Problem to work on. Look through the listing and locate every line containing the word "faucet"; copy those lines.

Provided records.
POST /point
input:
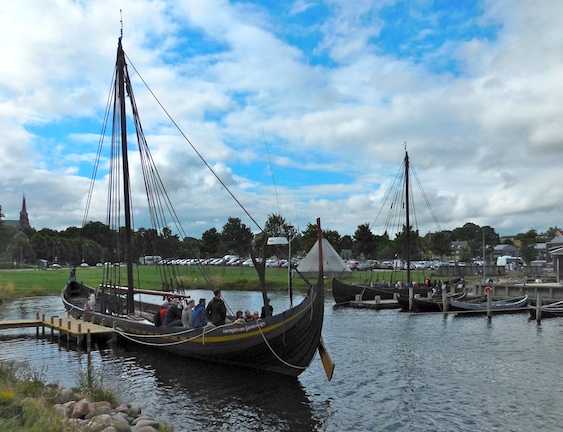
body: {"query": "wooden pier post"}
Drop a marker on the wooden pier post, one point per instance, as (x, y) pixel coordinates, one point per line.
(79, 337)
(489, 305)
(444, 301)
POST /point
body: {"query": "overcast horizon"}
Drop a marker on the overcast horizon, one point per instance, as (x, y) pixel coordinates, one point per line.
(302, 108)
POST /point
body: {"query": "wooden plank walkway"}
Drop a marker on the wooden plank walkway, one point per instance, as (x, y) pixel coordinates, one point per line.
(375, 304)
(67, 325)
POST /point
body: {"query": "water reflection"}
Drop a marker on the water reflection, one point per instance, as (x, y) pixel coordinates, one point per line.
(209, 397)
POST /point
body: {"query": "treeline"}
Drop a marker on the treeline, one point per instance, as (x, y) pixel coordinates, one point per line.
(96, 242)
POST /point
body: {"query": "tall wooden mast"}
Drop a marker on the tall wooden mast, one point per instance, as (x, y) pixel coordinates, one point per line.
(121, 77)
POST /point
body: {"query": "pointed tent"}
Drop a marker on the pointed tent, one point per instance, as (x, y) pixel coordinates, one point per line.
(334, 265)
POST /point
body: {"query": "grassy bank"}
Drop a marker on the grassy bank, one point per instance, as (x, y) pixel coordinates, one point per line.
(27, 283)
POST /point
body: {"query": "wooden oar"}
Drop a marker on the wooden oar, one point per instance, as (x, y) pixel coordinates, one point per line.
(328, 364)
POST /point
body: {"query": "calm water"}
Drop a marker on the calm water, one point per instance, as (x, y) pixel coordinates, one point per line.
(394, 372)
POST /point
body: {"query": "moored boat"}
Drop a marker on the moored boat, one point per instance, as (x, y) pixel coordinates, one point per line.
(428, 304)
(551, 310)
(344, 293)
(284, 343)
(515, 304)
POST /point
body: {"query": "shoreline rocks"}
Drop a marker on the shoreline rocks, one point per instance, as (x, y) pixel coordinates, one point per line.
(83, 414)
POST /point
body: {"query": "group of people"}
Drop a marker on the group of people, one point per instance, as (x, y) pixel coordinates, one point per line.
(192, 316)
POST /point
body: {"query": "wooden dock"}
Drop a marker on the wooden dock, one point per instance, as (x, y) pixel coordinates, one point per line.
(375, 304)
(70, 327)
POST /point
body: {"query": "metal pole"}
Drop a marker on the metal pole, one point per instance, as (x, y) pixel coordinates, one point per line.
(289, 278)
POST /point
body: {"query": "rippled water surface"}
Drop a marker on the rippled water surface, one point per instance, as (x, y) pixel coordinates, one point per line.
(394, 372)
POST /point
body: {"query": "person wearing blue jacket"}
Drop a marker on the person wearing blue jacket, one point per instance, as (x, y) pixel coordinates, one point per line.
(199, 318)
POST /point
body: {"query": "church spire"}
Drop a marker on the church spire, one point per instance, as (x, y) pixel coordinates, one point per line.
(24, 218)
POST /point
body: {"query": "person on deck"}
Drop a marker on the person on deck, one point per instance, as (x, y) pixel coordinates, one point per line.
(187, 313)
(216, 310)
(199, 318)
(270, 308)
(173, 315)
(239, 319)
(248, 315)
(159, 319)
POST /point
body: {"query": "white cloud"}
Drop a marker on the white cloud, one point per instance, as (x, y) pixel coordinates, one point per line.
(485, 140)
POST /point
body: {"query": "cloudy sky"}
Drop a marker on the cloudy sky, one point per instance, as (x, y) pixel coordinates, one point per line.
(303, 108)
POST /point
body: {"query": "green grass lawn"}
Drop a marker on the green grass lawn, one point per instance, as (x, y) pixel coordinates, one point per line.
(26, 283)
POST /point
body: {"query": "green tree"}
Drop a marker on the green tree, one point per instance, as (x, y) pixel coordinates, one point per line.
(364, 242)
(236, 237)
(468, 232)
(440, 244)
(210, 243)
(528, 246)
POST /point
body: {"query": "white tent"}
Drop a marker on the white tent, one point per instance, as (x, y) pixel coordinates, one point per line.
(333, 264)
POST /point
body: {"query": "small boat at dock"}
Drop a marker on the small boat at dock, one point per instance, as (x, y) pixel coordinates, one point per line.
(507, 305)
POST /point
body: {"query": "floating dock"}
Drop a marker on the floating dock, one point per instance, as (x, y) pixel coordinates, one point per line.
(375, 304)
(70, 327)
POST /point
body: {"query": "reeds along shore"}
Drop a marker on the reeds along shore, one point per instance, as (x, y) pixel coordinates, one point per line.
(27, 404)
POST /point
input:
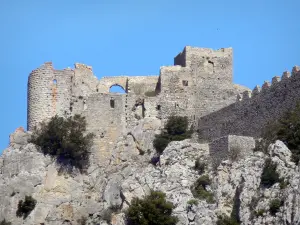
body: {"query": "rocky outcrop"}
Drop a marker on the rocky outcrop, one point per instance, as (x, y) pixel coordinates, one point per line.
(101, 195)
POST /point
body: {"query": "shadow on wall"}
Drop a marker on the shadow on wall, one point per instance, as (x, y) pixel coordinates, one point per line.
(117, 89)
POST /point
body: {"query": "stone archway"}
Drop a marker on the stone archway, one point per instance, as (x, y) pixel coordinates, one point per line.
(116, 88)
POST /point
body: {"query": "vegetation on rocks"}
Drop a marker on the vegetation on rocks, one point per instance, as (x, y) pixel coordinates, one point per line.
(176, 129)
(25, 207)
(286, 129)
(226, 220)
(65, 139)
(269, 175)
(275, 204)
(199, 189)
(4, 222)
(152, 210)
(200, 166)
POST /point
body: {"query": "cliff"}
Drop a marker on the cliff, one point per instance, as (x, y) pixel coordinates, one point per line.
(67, 198)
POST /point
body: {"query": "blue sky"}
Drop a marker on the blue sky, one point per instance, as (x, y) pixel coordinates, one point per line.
(136, 37)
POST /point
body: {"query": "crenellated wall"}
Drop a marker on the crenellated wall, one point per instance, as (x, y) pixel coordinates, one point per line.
(252, 110)
(198, 86)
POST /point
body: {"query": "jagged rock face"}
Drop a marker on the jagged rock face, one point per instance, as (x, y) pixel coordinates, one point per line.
(65, 199)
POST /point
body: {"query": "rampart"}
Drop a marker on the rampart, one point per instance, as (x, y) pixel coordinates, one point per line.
(199, 83)
(253, 110)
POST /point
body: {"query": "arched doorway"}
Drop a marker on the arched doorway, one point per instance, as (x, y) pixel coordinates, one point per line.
(117, 89)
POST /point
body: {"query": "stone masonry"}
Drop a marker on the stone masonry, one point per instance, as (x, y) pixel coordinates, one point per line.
(199, 86)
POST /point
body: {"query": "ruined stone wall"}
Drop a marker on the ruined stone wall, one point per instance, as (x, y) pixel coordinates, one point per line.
(48, 94)
(141, 85)
(253, 110)
(105, 117)
(198, 84)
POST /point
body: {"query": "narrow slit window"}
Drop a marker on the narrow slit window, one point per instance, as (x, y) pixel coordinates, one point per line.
(185, 83)
(112, 103)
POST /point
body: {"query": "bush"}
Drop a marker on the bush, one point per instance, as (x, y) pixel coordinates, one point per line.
(260, 212)
(65, 140)
(150, 93)
(234, 153)
(152, 210)
(193, 202)
(275, 205)
(269, 175)
(25, 207)
(200, 166)
(286, 129)
(176, 130)
(226, 220)
(198, 189)
(4, 222)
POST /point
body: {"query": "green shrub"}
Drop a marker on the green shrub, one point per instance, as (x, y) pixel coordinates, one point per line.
(82, 221)
(286, 129)
(193, 202)
(25, 207)
(198, 189)
(260, 212)
(235, 214)
(200, 166)
(152, 210)
(234, 153)
(150, 93)
(269, 175)
(4, 222)
(65, 140)
(107, 215)
(176, 130)
(226, 220)
(275, 205)
(283, 183)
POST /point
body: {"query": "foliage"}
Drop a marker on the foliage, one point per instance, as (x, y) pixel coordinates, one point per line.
(200, 166)
(107, 215)
(198, 189)
(260, 212)
(235, 214)
(82, 221)
(152, 210)
(234, 153)
(193, 202)
(154, 160)
(262, 145)
(25, 207)
(275, 205)
(226, 220)
(150, 93)
(176, 130)
(269, 175)
(283, 183)
(4, 222)
(65, 140)
(286, 129)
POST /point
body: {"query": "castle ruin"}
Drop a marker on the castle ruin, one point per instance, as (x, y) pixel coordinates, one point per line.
(199, 86)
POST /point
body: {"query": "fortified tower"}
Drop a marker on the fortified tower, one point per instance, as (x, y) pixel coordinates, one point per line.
(49, 93)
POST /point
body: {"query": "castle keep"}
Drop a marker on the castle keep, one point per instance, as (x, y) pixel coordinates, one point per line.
(199, 85)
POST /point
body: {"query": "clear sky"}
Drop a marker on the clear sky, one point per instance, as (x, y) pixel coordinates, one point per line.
(136, 37)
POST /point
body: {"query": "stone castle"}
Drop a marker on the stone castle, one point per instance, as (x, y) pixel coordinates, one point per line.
(199, 85)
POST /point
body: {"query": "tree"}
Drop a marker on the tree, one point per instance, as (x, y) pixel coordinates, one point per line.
(152, 210)
(65, 139)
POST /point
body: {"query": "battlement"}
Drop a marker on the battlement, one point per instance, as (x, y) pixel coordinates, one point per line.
(276, 83)
(192, 55)
(254, 109)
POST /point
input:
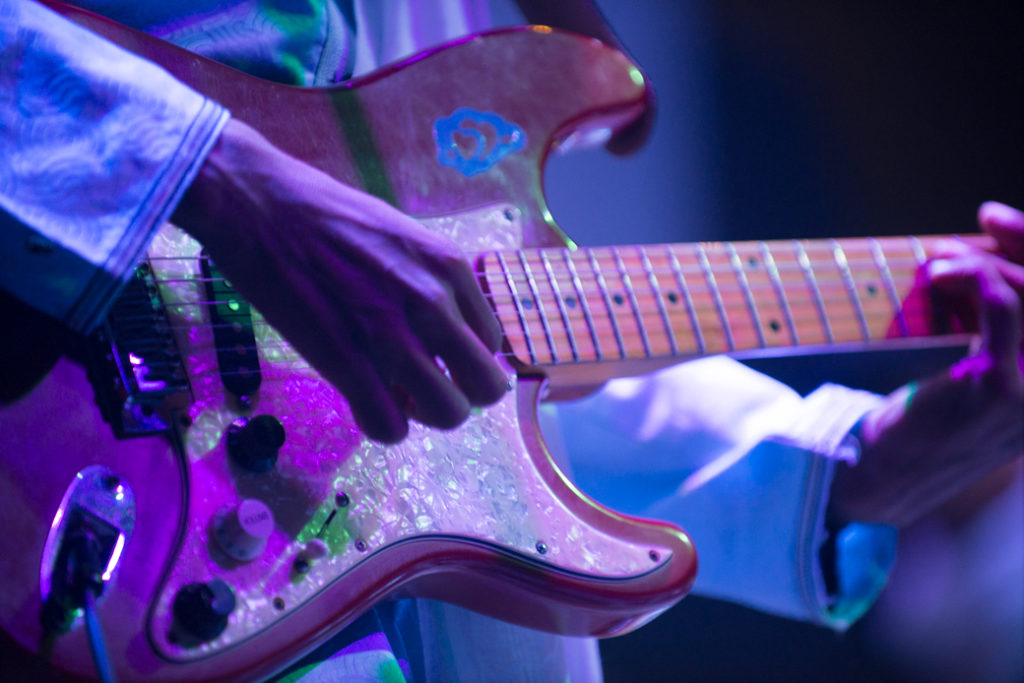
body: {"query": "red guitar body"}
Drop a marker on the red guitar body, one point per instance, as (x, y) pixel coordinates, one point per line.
(480, 516)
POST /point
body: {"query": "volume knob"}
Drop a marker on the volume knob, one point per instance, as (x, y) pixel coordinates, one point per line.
(254, 443)
(201, 610)
(242, 531)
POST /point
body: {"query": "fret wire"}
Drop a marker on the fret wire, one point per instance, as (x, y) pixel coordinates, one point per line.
(561, 304)
(805, 264)
(887, 281)
(919, 251)
(531, 284)
(628, 284)
(584, 303)
(518, 307)
(716, 294)
(858, 307)
(652, 283)
(685, 290)
(940, 319)
(744, 287)
(602, 287)
(769, 260)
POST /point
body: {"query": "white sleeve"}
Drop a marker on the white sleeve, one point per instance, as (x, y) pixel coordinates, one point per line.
(96, 147)
(744, 465)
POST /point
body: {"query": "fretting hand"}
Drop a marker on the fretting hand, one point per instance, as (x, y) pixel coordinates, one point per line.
(933, 438)
(366, 294)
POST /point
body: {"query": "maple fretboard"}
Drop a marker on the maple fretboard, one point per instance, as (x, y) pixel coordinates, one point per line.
(655, 302)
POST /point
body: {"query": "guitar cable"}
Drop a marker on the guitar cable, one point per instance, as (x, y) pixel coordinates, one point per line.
(77, 584)
(97, 645)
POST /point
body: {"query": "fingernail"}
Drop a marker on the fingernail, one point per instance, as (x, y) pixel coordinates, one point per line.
(939, 267)
(1000, 213)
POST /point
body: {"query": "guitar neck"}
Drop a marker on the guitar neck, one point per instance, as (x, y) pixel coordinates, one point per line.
(643, 306)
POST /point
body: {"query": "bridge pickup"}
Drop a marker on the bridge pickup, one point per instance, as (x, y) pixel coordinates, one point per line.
(137, 371)
(230, 318)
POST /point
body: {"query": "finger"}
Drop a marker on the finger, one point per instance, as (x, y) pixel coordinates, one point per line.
(474, 370)
(1000, 328)
(997, 354)
(434, 400)
(474, 307)
(1007, 225)
(375, 409)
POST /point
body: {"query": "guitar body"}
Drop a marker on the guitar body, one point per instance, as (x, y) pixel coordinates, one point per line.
(480, 516)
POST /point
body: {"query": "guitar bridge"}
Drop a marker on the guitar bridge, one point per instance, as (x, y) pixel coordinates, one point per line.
(137, 371)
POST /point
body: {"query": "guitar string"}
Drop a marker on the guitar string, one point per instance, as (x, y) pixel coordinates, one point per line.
(557, 272)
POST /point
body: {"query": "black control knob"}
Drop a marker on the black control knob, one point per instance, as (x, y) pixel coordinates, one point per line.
(201, 610)
(254, 443)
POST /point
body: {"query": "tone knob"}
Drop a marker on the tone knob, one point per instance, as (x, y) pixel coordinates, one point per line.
(254, 443)
(201, 610)
(242, 531)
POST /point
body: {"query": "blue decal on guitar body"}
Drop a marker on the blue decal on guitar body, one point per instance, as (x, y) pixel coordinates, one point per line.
(486, 138)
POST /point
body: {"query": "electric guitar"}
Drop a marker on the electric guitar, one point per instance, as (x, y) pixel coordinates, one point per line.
(241, 516)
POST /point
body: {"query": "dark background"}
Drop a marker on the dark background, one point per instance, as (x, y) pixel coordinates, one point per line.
(802, 118)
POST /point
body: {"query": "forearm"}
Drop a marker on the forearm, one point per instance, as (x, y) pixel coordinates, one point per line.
(744, 465)
(98, 146)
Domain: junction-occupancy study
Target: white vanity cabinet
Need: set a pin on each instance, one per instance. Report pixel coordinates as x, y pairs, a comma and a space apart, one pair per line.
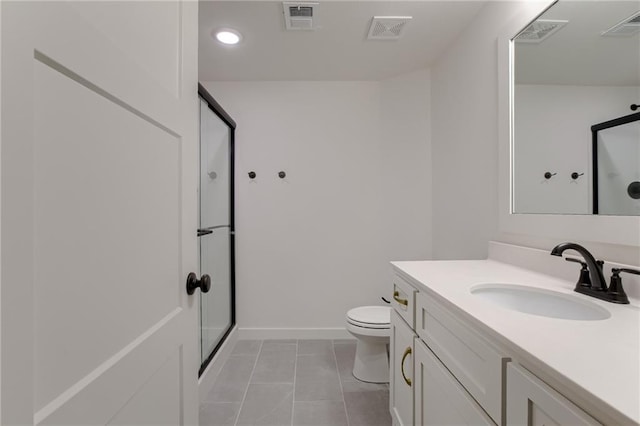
531, 402
445, 370
439, 399
401, 371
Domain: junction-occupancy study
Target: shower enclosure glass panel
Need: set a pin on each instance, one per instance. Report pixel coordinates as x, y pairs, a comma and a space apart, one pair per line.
215, 231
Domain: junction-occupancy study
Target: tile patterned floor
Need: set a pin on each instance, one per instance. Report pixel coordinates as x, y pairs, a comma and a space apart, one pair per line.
294, 383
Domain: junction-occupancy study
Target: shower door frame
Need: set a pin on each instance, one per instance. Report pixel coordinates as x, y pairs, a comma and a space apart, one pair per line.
226, 118
594, 150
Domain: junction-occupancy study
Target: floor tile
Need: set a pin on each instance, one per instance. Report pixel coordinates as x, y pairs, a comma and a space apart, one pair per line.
284, 347
231, 383
344, 341
318, 390
366, 408
316, 367
319, 413
246, 347
219, 413
267, 404
315, 347
345, 354
275, 367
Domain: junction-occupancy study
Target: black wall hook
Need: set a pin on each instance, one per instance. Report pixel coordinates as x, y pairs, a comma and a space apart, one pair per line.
576, 175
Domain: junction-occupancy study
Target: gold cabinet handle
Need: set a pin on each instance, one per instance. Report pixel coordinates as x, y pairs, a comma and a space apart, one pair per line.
396, 297
407, 352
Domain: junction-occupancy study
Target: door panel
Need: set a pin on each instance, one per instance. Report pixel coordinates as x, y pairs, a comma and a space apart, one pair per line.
216, 304
94, 231
156, 49
401, 371
166, 379
99, 213
214, 169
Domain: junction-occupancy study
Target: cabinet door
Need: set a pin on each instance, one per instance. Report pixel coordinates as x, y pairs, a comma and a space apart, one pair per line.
531, 402
439, 398
401, 374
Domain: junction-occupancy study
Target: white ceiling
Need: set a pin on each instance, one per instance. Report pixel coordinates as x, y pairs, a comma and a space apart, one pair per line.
337, 50
577, 54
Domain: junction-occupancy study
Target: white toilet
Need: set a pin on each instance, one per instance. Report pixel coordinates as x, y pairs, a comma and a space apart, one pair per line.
371, 325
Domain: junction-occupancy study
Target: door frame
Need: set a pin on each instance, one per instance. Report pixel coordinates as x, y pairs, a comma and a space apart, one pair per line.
226, 118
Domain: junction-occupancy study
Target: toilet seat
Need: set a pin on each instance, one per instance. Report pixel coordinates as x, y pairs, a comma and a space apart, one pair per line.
376, 317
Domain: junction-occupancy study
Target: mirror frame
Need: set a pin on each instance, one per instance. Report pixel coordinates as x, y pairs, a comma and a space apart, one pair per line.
619, 230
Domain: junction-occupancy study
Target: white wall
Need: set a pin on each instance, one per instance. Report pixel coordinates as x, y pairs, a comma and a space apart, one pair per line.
464, 138
553, 133
356, 195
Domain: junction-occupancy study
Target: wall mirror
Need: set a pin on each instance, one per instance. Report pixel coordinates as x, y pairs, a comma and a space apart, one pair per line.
576, 68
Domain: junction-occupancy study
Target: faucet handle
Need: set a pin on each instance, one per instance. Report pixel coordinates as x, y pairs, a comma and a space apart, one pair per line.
584, 281
616, 291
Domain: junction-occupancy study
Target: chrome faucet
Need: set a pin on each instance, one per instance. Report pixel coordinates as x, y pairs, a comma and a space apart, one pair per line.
598, 282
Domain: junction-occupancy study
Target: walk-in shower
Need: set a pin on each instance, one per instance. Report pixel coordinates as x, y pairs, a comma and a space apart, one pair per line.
216, 225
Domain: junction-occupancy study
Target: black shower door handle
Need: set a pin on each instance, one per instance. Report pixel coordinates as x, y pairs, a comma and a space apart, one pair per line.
204, 283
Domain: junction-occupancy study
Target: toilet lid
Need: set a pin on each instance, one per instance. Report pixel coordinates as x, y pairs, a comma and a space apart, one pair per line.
370, 316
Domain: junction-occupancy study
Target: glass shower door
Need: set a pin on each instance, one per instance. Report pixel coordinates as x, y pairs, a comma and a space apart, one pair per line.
215, 230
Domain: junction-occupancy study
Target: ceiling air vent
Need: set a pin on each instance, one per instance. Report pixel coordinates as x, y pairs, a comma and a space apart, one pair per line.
627, 27
387, 27
299, 16
540, 30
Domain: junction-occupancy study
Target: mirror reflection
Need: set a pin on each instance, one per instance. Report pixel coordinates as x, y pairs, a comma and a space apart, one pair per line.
576, 91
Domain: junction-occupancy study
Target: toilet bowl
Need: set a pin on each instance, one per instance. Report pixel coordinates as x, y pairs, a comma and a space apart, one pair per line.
371, 325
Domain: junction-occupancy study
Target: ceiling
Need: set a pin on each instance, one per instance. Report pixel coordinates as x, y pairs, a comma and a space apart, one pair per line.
336, 50
577, 54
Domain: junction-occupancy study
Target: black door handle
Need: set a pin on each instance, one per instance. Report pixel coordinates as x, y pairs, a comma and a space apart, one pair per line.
204, 283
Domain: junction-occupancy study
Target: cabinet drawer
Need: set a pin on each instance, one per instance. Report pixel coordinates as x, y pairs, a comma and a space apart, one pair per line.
439, 398
403, 300
531, 402
471, 359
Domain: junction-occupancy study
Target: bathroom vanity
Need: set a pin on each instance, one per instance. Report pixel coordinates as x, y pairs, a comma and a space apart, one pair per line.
462, 355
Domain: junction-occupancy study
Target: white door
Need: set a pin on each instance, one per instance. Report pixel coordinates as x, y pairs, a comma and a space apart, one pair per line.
99, 125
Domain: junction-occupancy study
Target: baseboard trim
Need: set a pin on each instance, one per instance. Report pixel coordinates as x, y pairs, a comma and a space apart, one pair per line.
208, 377
293, 333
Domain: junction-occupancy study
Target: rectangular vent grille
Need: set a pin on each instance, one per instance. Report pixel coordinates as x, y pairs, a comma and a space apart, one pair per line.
387, 27
299, 15
627, 27
299, 11
539, 30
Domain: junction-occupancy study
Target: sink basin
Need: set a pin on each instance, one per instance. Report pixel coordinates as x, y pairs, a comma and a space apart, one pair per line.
536, 301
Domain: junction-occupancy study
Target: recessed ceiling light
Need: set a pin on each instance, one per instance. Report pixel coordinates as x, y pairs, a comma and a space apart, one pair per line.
227, 36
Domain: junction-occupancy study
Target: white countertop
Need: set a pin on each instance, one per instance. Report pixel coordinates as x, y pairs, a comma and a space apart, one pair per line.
594, 363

Problem solution.
Target: faucet handle
Target: chrome faucet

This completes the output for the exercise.